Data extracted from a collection

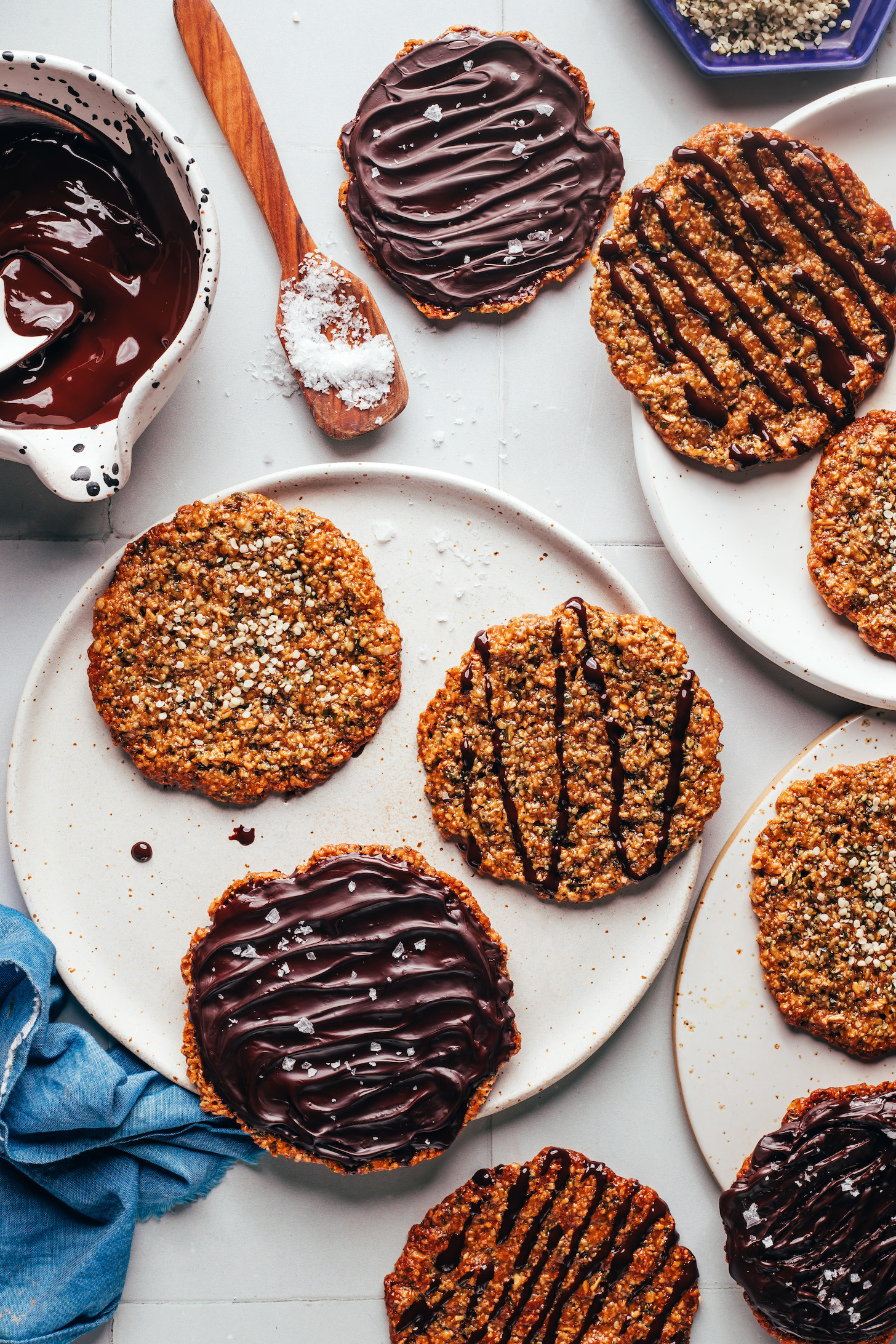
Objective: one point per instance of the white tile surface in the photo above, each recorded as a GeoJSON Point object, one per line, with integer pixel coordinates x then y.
{"type": "Point", "coordinates": [297, 1252]}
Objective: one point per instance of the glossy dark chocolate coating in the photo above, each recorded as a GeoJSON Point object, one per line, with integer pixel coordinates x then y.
{"type": "Point", "coordinates": [106, 226]}
{"type": "Point", "coordinates": [817, 1228]}
{"type": "Point", "coordinates": [441, 1017]}
{"type": "Point", "coordinates": [463, 170]}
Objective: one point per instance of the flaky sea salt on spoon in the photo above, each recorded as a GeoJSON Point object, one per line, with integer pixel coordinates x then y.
{"type": "Point", "coordinates": [328, 339]}
{"type": "Point", "coordinates": [331, 328]}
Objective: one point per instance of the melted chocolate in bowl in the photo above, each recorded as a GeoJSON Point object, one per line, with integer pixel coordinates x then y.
{"type": "Point", "coordinates": [812, 1226]}
{"type": "Point", "coordinates": [109, 265]}
{"type": "Point", "coordinates": [474, 170]}
{"type": "Point", "coordinates": [353, 1010]}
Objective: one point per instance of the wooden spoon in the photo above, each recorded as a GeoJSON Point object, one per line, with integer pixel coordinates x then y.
{"type": "Point", "coordinates": [230, 96]}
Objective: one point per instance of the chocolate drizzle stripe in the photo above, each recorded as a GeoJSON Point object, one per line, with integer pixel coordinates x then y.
{"type": "Point", "coordinates": [684, 703]}
{"type": "Point", "coordinates": [481, 647]}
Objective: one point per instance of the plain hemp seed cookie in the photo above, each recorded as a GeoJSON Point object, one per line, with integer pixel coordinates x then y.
{"type": "Point", "coordinates": [244, 649]}
{"type": "Point", "coordinates": [854, 527]}
{"type": "Point", "coordinates": [809, 1219]}
{"type": "Point", "coordinates": [746, 295]}
{"type": "Point", "coordinates": [825, 897]}
{"type": "Point", "coordinates": [556, 1252]}
{"type": "Point", "coordinates": [574, 751]}
{"type": "Point", "coordinates": [353, 1014]}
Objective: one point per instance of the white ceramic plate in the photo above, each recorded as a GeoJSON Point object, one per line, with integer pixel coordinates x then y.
{"type": "Point", "coordinates": [463, 557]}
{"type": "Point", "coordinates": [739, 1063]}
{"type": "Point", "coordinates": [742, 541]}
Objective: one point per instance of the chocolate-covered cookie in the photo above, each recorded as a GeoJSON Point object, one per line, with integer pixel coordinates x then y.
{"type": "Point", "coordinates": [473, 177]}
{"type": "Point", "coordinates": [556, 1252]}
{"type": "Point", "coordinates": [244, 649]}
{"type": "Point", "coordinates": [747, 295]}
{"type": "Point", "coordinates": [353, 1014]}
{"type": "Point", "coordinates": [809, 1221]}
{"type": "Point", "coordinates": [574, 751]}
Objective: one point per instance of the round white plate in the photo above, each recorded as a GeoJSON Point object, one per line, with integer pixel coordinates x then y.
{"type": "Point", "coordinates": [742, 541]}
{"type": "Point", "coordinates": [739, 1063]}
{"type": "Point", "coordinates": [461, 557]}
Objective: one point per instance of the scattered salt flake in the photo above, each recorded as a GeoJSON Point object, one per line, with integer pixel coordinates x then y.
{"type": "Point", "coordinates": [329, 340]}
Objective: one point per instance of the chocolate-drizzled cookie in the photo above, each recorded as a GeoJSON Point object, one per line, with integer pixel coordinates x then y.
{"type": "Point", "coordinates": [353, 1014]}
{"type": "Point", "coordinates": [574, 751]}
{"type": "Point", "coordinates": [242, 648]}
{"type": "Point", "coordinates": [809, 1221]}
{"type": "Point", "coordinates": [747, 295]}
{"type": "Point", "coordinates": [558, 1252]}
{"type": "Point", "coordinates": [825, 897]}
{"type": "Point", "coordinates": [854, 527]}
{"type": "Point", "coordinates": [473, 177]}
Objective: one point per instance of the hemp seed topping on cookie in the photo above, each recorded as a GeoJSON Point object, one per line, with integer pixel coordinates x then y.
{"type": "Point", "coordinates": [747, 295]}
{"type": "Point", "coordinates": [244, 649]}
{"type": "Point", "coordinates": [574, 751]}
{"type": "Point", "coordinates": [825, 895]}
{"type": "Point", "coordinates": [854, 527]}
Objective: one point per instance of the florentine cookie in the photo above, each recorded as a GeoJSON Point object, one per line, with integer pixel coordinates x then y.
{"type": "Point", "coordinates": [473, 177]}
{"type": "Point", "coordinates": [354, 1014]}
{"type": "Point", "coordinates": [573, 751]}
{"type": "Point", "coordinates": [854, 527]}
{"type": "Point", "coordinates": [244, 649]}
{"type": "Point", "coordinates": [825, 895]}
{"type": "Point", "coordinates": [746, 295]}
{"type": "Point", "coordinates": [558, 1252]}
{"type": "Point", "coordinates": [809, 1221]}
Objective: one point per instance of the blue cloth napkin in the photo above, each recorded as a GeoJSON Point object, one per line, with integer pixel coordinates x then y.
{"type": "Point", "coordinates": [90, 1142]}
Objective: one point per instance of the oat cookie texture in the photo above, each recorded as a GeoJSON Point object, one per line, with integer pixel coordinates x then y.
{"type": "Point", "coordinates": [574, 751]}
{"type": "Point", "coordinates": [354, 1012]}
{"type": "Point", "coordinates": [854, 527]}
{"type": "Point", "coordinates": [825, 897]}
{"type": "Point", "coordinates": [556, 1252]}
{"type": "Point", "coordinates": [746, 295]}
{"type": "Point", "coordinates": [244, 649]}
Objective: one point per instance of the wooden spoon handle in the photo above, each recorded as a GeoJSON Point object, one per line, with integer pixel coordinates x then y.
{"type": "Point", "coordinates": [231, 98]}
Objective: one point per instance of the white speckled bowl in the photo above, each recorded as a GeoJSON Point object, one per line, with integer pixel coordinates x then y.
{"type": "Point", "coordinates": [71, 88]}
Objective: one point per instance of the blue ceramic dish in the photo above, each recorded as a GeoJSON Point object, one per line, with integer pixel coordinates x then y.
{"type": "Point", "coordinates": [844, 52]}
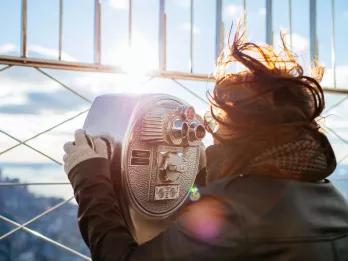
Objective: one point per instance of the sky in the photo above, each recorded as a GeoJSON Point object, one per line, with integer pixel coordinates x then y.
{"type": "Point", "coordinates": [31, 103]}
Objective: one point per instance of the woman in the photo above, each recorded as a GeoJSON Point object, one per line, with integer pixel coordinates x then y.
{"type": "Point", "coordinates": [266, 196]}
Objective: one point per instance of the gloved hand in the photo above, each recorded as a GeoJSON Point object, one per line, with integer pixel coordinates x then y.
{"type": "Point", "coordinates": [86, 147]}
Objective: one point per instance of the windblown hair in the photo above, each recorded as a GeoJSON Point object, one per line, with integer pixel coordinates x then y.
{"type": "Point", "coordinates": [270, 93]}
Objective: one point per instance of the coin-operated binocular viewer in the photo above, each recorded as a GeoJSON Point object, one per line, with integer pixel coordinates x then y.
{"type": "Point", "coordinates": [160, 139]}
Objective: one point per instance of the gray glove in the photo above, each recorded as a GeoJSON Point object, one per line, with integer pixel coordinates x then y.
{"type": "Point", "coordinates": [86, 147]}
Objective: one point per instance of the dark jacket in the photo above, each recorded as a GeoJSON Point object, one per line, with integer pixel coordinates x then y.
{"type": "Point", "coordinates": [235, 218]}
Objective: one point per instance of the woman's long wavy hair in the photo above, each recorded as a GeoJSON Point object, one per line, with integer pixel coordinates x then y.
{"type": "Point", "coordinates": [266, 103]}
{"type": "Point", "coordinates": [270, 92]}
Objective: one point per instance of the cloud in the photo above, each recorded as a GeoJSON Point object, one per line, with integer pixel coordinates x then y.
{"type": "Point", "coordinates": [8, 48]}
{"type": "Point", "coordinates": [117, 4]}
{"type": "Point", "coordinates": [187, 27]}
{"type": "Point", "coordinates": [39, 102]}
{"type": "Point", "coordinates": [300, 42]}
{"type": "Point", "coordinates": [261, 12]}
{"type": "Point", "coordinates": [341, 77]}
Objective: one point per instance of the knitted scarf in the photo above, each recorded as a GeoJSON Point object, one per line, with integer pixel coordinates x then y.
{"type": "Point", "coordinates": [310, 157]}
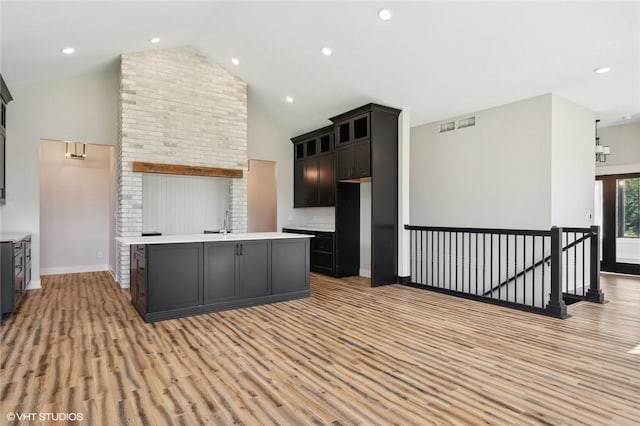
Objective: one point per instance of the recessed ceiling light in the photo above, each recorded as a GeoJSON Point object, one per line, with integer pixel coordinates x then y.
{"type": "Point", "coordinates": [602, 70]}
{"type": "Point", "coordinates": [384, 14]}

**EXERCISE DIRECTIONS:** Only the lines from the one containing "Objective: one point per instance of the knitted" through the last line of the data belong in the copy, both included and reproduced exactly. Pictures do not.

**WRITTEN ANSWER:**
Objective: one point per instance of the knitted scarf in the photo above, each recorded as a GeoJSON Point object, one per line, with integer pixel coordinates x then y.
{"type": "Point", "coordinates": [310, 157]}
Objective: one point per instance of the recessed ceiling light in the photo above, each recorded as a GeoJSON Point object, one per line, with integer pixel coordinates x then y.
{"type": "Point", "coordinates": [602, 70]}
{"type": "Point", "coordinates": [384, 14]}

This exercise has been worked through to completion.